- EXERCISE OBJECTIVE
The listing that follows is to be output in full and without change.

- MATERIAL SUPPLIED
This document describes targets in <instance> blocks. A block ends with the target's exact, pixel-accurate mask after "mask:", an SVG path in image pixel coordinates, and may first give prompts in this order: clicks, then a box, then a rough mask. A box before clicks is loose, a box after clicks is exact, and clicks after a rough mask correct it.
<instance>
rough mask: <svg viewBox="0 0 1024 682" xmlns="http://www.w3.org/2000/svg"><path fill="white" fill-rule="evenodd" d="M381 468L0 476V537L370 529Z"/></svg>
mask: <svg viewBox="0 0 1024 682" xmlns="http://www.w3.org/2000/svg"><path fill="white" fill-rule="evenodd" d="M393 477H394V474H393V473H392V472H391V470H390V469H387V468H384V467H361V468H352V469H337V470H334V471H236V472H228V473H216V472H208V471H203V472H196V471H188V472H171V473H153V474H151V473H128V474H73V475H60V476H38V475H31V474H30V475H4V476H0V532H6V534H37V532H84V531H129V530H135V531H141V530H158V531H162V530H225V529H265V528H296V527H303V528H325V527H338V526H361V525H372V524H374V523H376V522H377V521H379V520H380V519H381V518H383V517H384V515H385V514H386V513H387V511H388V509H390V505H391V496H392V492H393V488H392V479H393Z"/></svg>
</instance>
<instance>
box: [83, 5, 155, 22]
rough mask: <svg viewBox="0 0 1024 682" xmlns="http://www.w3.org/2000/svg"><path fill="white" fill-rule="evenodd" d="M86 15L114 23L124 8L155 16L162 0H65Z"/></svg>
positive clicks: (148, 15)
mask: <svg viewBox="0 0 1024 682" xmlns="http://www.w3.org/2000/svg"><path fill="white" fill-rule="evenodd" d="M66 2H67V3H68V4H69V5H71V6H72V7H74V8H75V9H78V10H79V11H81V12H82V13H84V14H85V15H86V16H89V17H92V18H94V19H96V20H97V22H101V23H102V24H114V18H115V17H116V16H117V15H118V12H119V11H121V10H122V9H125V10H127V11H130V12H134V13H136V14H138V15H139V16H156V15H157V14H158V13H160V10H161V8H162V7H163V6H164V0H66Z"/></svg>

- ANSWER SPACE
This document describes targets in <instance> blocks. A block ends with the target's exact, pixel-accurate mask after "mask:", an SVG path in image pixel coordinates, and may first give prompts in this order: clicks, then a box, then a rough mask. A box before clicks is loose, a box after clicks is exact, and clicks after a rough mask correct it.
<instance>
rough mask: <svg viewBox="0 0 1024 682" xmlns="http://www.w3.org/2000/svg"><path fill="white" fill-rule="evenodd" d="M381 468L0 476V537L370 529Z"/></svg>
mask: <svg viewBox="0 0 1024 682" xmlns="http://www.w3.org/2000/svg"><path fill="white" fill-rule="evenodd" d="M393 477H394V474H393V473H392V472H391V470H390V469H387V468H384V467H361V468H352V469H337V470H334V471H236V472H228V473H216V472H208V471H203V472H196V471H188V472H171V473H153V474H151V473H128V474H73V475H60V476H38V475H31V474H30V475H4V476H0V532H6V534H37V532H84V531H129V530H135V531H141V530H158V531H162V530H225V529H265V528H296V527H303V528H325V527H338V526H361V525H372V524H374V523H376V522H377V521H379V520H380V519H381V518H383V517H384V515H385V514H386V513H387V511H388V509H390V505H391V496H392V492H393V488H392V479H393Z"/></svg>
</instance>
<instance>
box: [83, 5, 155, 22]
rough mask: <svg viewBox="0 0 1024 682" xmlns="http://www.w3.org/2000/svg"><path fill="white" fill-rule="evenodd" d="M86 15L114 23L124 8L155 16L162 0H65Z"/></svg>
positive clicks: (148, 15)
mask: <svg viewBox="0 0 1024 682" xmlns="http://www.w3.org/2000/svg"><path fill="white" fill-rule="evenodd" d="M66 2H67V3H68V4H69V5H71V6H72V7H74V8H75V9H78V10H79V11H81V12H82V13H84V14H85V15H86V16H89V17H92V18H94V19H96V20H97V22H101V23H102V24H114V18H115V17H116V16H117V15H118V12H119V11H121V10H122V9H125V10H127V11H130V12H134V13H136V14H138V15H139V16H156V15H157V14H158V13H160V10H161V8H162V7H163V6H164V0H66Z"/></svg>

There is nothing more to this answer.